Given information:
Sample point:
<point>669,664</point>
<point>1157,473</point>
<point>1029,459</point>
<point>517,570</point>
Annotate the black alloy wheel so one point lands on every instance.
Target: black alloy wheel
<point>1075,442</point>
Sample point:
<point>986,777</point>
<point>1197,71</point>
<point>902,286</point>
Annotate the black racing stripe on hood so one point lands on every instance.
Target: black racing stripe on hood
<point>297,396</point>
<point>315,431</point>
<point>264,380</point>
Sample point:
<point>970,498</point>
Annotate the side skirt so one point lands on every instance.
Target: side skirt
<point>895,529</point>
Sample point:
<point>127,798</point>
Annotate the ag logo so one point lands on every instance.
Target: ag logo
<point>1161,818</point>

--

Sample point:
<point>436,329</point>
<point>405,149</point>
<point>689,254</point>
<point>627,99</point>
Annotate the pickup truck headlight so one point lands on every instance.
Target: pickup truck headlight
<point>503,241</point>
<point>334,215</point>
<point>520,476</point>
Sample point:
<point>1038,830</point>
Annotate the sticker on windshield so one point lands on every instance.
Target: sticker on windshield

Exercise task: Count the lines in the rows above that contain the string "side", with case mattering, and reply with only that number.

Correct response: 2